Entries supplied:

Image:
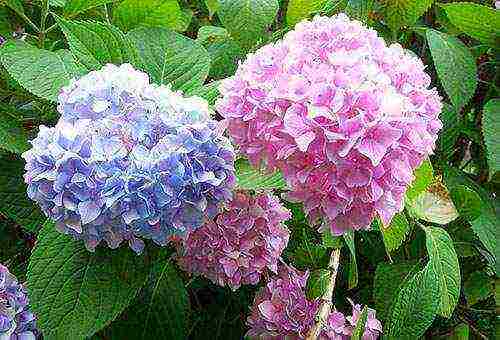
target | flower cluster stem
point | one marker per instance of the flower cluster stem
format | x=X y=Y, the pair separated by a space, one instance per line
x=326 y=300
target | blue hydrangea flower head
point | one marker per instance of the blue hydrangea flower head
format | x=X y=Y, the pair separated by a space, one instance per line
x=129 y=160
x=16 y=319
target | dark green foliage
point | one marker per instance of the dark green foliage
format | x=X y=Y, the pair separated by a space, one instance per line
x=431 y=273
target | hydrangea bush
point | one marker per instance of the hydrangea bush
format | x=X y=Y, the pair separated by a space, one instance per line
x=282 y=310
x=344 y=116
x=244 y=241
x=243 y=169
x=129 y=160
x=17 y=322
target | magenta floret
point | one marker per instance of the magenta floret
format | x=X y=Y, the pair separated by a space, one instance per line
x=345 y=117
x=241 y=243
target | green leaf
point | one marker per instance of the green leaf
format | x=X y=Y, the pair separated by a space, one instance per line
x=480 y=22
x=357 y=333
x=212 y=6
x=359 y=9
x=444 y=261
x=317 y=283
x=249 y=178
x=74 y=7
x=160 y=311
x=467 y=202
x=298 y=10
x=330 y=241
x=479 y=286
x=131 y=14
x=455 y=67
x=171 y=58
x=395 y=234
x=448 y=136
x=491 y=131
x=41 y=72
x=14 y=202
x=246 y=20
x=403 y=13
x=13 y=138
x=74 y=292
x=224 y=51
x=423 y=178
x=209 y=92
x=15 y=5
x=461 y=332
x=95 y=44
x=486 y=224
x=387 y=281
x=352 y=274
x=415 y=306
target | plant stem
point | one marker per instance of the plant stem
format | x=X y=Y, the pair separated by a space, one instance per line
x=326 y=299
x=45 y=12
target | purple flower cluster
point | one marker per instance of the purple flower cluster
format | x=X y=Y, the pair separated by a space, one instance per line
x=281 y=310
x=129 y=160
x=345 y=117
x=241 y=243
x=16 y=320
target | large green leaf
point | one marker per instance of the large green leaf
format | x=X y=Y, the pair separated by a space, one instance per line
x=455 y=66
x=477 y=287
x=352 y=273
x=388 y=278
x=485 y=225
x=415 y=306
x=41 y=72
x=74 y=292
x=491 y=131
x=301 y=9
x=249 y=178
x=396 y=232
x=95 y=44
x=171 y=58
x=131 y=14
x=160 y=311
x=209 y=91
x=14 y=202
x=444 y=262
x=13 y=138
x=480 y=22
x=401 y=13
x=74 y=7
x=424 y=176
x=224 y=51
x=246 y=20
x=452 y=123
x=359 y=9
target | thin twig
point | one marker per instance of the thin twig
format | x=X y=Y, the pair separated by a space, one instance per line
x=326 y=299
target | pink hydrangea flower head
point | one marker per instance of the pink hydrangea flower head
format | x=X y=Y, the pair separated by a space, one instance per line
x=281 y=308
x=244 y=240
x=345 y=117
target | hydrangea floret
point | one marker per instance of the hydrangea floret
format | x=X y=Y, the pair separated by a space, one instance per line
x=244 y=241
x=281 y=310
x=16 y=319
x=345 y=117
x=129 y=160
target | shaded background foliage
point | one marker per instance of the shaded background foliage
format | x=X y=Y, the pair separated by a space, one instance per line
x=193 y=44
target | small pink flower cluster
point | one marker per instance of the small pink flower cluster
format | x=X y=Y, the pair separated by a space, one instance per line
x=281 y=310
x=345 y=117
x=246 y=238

Task requirements:
The job here is to find each line above with the word "twig" and copy it.

Output of the task:
target | thin twig
point | one marker per instance of the thin twig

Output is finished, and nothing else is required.